[JOB A]: Transcribe the lines from the records below, starting at the line that contains "Task: point out the red knit" and ending at the line that contains "[[598, 1072]]", with both of those lines included.

[SOURCE TEXT]:
※
# Durbin, WV - Ranger YWM Neglected



## pamela berger (Jun 19, 2008)

[/img] 

http://www.petfinder.com/petnote/displaypet.cgi?petid=14389399

UPDATE 8/30/09~Ranger had a few puppies dig over into his kennel with him. Ranger allowed the pups to eat out of his bowl and did not show any signs of aggression to the little things. He is progressing nicely so far. Will update more as soon as I can. 
Ranger is 2 years old and has been kept in a basement for the past year. He was never allowed outdoors, only has eaten scraps and grease and lived in his own feces and urine. No windows. Nothing! He is very underweight and his coat is not in the best shape. He is learning that he is to eat dogfood now after Sandy had to coax him with canned food first for his lack of appetite. _[Removed content not allowed on the board]_

Ranger is not ready to go to a new home yet, but if you are intersted, please email for an application

Pocahontas Co AC


----------



## Virginia (Oct 2, 2008)
※
[STORED ROWS]:
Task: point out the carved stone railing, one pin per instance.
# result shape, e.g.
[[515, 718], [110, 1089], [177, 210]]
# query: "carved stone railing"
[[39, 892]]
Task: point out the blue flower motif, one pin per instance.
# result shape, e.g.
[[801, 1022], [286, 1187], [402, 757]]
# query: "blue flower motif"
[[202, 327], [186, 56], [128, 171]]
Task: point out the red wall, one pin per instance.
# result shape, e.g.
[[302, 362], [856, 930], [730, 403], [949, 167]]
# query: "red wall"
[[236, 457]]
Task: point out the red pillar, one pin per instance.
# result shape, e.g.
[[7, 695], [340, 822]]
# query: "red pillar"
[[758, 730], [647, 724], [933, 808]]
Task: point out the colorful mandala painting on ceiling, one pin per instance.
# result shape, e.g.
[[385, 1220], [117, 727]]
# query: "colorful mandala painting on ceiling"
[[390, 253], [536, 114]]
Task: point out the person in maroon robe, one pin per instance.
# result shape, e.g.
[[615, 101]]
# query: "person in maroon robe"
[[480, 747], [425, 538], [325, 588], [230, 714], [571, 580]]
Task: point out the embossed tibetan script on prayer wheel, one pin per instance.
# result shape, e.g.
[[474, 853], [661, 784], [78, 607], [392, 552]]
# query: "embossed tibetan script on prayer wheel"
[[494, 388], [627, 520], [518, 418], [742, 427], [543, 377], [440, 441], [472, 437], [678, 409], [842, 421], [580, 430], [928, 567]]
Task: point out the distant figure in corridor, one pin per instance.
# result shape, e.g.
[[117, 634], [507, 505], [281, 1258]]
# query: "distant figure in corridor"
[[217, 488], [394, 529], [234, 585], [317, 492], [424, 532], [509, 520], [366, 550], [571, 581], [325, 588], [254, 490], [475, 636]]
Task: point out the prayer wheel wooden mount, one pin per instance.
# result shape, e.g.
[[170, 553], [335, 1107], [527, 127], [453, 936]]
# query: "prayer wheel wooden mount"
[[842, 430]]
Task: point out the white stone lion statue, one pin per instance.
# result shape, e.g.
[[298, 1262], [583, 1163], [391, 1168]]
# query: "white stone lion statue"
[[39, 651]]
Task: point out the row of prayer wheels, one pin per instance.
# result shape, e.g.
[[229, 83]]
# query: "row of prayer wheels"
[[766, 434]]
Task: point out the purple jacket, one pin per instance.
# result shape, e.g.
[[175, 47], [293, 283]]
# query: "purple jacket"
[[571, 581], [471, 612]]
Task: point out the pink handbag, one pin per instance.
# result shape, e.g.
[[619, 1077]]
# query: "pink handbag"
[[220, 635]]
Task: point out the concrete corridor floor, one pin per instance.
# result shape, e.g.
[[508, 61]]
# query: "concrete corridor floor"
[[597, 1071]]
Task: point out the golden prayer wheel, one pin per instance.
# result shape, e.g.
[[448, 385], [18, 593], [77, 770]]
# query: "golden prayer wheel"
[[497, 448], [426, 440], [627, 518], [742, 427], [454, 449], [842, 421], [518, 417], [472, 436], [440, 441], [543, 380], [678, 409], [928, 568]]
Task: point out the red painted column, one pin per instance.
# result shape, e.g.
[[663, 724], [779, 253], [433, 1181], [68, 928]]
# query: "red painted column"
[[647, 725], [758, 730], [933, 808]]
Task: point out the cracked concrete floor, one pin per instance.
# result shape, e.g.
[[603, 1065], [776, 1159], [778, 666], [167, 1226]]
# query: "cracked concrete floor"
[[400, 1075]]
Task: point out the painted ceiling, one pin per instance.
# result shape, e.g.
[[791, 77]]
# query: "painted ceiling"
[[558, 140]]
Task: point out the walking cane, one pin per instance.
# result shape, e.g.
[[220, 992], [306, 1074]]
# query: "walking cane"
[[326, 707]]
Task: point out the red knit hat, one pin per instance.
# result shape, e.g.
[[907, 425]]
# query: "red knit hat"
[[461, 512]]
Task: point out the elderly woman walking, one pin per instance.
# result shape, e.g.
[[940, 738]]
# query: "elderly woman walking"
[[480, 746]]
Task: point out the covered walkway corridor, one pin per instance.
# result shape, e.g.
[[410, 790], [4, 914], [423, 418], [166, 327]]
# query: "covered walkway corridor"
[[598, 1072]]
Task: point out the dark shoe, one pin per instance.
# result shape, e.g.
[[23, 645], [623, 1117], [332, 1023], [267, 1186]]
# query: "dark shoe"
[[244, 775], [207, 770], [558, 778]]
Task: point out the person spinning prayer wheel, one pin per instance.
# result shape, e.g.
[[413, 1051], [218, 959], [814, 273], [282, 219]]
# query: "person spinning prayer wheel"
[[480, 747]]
※
[JOB B]: In the post about Ranger, list every food that Ranger is said to have eaten or been given.

[TASK ANSWER A]:
Task: point out the red knit hat, one pin per instance.
# result shape, e.g.
[[907, 425]]
# query: "red knit hat"
[[461, 512]]
Task: point out the elderly woman walking, one pin per instance.
# result shape, e.g.
[[940, 738]]
# query: "elderly woman walking"
[[480, 746]]
Task: point out the covered walkway corridor, one pin per instance.
# result shape, e.g.
[[410, 790], [4, 914], [423, 418], [166, 327]]
# query: "covered walkway corridor"
[[598, 1072]]

[TASK ANSWER B]:
- scraps
- grease
- dogfood
- canned food